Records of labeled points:
= = = = =
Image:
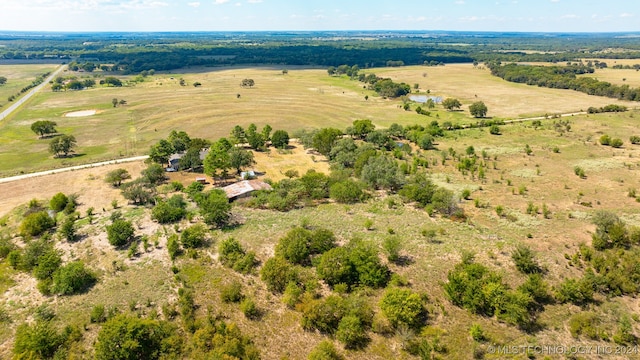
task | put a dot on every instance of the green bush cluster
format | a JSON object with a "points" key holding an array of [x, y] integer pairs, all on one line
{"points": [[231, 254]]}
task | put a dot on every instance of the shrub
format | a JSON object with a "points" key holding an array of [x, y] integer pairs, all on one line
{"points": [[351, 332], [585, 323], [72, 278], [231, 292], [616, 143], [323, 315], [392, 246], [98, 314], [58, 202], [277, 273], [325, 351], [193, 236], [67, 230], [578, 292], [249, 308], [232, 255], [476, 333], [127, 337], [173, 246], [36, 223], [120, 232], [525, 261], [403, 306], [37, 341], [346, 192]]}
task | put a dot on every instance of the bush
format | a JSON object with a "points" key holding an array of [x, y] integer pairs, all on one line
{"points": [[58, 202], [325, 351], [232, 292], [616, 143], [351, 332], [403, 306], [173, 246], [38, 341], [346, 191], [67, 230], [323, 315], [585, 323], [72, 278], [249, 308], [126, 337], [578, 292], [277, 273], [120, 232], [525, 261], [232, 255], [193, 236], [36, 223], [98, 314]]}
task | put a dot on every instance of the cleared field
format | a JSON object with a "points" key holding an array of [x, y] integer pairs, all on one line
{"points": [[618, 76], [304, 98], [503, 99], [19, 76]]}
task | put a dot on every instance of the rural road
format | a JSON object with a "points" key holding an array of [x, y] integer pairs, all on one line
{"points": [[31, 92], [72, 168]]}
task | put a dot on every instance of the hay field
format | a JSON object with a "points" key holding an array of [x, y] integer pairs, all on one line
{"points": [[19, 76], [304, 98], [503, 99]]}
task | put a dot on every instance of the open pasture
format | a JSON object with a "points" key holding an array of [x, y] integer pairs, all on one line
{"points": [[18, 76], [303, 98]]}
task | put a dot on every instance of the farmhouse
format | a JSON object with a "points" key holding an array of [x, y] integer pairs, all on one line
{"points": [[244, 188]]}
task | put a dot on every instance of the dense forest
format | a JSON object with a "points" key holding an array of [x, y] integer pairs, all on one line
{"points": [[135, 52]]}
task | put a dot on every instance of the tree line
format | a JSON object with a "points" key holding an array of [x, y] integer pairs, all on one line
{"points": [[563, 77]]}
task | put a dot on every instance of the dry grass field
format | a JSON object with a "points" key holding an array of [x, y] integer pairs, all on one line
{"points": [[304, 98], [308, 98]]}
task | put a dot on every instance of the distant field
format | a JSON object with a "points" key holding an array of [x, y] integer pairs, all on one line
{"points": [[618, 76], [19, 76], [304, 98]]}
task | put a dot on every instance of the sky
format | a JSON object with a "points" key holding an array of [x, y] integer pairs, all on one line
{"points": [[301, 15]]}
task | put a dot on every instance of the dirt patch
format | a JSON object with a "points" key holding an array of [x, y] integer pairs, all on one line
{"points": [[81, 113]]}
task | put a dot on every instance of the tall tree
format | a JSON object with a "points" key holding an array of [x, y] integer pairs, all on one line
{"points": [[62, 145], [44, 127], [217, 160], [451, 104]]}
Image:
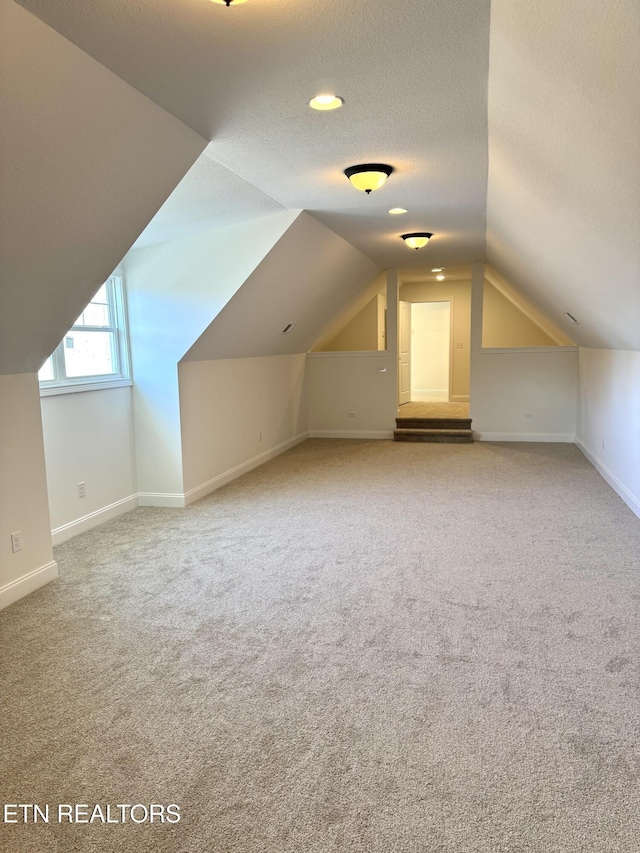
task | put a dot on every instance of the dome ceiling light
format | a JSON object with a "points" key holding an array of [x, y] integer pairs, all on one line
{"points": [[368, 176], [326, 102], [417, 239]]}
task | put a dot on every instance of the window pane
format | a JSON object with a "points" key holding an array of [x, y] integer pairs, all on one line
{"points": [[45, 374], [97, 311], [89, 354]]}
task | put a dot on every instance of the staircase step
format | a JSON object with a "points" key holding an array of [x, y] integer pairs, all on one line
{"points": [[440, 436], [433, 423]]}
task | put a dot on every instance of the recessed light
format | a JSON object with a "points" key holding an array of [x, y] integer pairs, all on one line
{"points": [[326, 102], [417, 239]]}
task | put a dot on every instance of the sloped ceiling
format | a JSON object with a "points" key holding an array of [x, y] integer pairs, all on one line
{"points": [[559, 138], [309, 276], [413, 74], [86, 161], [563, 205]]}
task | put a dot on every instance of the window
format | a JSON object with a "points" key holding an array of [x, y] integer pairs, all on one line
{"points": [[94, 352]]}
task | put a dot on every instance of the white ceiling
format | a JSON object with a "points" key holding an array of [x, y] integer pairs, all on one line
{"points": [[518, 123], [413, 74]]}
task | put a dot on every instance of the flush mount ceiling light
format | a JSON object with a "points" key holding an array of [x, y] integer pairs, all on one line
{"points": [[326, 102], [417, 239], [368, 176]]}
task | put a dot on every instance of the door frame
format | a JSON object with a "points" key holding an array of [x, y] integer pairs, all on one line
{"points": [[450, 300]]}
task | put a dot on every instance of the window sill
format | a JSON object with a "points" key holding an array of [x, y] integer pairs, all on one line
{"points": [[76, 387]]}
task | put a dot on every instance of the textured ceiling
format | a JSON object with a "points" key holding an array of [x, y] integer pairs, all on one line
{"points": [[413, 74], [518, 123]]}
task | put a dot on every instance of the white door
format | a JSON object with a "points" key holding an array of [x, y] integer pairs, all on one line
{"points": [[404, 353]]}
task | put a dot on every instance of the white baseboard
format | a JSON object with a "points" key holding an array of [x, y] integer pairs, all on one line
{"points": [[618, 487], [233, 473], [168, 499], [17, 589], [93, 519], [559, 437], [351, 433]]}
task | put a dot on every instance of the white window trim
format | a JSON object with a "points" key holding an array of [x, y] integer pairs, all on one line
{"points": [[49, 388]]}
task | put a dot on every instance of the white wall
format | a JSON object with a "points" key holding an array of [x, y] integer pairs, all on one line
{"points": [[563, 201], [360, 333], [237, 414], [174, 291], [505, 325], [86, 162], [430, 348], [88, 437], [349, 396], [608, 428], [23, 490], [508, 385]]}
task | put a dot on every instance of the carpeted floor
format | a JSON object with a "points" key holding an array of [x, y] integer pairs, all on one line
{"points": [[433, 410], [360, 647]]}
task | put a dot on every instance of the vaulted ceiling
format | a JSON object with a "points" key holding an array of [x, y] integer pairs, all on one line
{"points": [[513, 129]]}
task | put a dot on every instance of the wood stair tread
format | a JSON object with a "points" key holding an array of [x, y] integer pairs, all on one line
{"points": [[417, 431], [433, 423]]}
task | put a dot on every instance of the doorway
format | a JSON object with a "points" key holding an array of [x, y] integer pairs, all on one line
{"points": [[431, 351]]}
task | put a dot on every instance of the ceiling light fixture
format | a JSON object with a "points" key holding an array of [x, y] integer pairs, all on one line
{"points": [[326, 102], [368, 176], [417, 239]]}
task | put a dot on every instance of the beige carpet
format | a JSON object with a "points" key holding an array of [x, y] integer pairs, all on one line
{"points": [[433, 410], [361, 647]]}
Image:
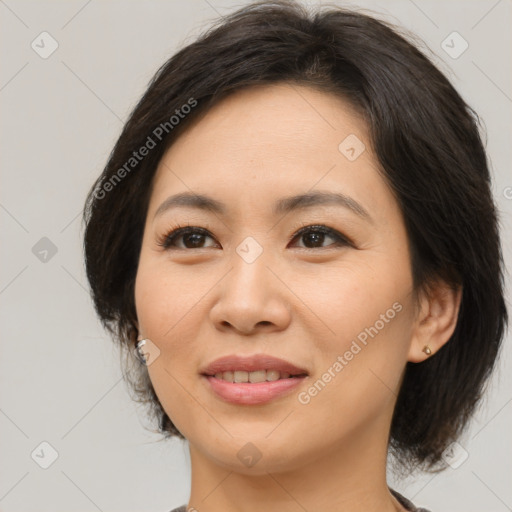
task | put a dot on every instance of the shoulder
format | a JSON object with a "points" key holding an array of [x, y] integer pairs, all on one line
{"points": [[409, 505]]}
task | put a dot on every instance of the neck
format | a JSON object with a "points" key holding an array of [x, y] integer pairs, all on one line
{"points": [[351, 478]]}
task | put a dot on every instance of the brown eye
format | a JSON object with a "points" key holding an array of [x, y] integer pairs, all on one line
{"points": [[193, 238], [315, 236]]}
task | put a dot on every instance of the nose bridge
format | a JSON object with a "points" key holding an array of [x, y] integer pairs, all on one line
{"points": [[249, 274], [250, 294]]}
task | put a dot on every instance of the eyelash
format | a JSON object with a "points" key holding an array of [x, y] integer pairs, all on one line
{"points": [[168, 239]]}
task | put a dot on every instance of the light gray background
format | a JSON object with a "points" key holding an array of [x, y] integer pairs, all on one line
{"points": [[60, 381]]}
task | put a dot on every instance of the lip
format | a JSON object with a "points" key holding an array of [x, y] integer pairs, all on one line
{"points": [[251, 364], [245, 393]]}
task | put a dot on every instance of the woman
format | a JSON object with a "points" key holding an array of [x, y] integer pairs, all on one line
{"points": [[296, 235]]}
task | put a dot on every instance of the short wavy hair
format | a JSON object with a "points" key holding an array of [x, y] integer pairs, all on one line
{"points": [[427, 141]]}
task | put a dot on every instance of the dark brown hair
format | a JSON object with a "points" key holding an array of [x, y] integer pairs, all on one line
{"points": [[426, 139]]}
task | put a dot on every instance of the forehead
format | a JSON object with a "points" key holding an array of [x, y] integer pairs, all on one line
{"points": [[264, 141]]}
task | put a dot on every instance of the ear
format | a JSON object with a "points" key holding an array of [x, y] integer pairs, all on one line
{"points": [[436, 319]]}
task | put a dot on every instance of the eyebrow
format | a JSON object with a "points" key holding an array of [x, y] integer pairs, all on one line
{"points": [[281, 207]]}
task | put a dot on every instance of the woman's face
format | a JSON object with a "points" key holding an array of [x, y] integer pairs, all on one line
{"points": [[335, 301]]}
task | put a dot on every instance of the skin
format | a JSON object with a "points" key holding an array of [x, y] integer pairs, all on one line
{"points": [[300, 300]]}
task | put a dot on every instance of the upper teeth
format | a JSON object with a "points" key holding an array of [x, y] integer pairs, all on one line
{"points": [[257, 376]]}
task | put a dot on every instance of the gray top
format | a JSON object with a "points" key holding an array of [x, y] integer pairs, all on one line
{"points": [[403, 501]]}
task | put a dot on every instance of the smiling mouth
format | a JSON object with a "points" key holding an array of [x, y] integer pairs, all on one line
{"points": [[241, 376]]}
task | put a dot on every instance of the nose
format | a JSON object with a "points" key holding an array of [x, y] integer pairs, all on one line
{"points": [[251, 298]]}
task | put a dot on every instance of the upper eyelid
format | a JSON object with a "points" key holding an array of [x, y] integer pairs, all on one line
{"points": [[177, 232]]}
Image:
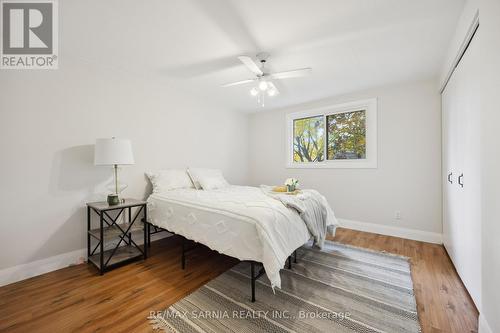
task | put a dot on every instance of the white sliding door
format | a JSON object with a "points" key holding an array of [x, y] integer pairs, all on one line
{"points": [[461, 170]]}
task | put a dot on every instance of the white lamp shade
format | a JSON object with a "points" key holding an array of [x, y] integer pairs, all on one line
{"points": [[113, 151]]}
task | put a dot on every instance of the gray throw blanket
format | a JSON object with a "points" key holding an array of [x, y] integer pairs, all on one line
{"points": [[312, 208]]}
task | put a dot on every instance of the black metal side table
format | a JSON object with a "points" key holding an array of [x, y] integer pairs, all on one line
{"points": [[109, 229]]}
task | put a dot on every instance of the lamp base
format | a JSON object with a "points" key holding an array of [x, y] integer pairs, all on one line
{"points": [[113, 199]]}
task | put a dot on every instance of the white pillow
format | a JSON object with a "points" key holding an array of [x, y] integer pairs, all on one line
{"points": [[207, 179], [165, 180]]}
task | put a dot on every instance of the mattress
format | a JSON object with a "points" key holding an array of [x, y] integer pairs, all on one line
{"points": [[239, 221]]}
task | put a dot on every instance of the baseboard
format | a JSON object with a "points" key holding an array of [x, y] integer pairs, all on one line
= = = = =
- DIRECTION: Extract exactly the lines between the line containing "the white pillow" and the end of the data, including both.

- RESULT BELOW:
task | put a dot on every instance of the white pillow
format | a JSON object with a "points" key holding an array of [x, y] integer pairs, all on one line
{"points": [[207, 179], [165, 180]]}
task | put a dot on every instance of the mattress
format | a JSON object with a "points" key holding an array of [x, y] integer pairs, all on one line
{"points": [[239, 221]]}
task | put a dot on every instance of the baseboard
format | a JSON object with a "points" key holding an array of [x, y] integer pairs, all on one line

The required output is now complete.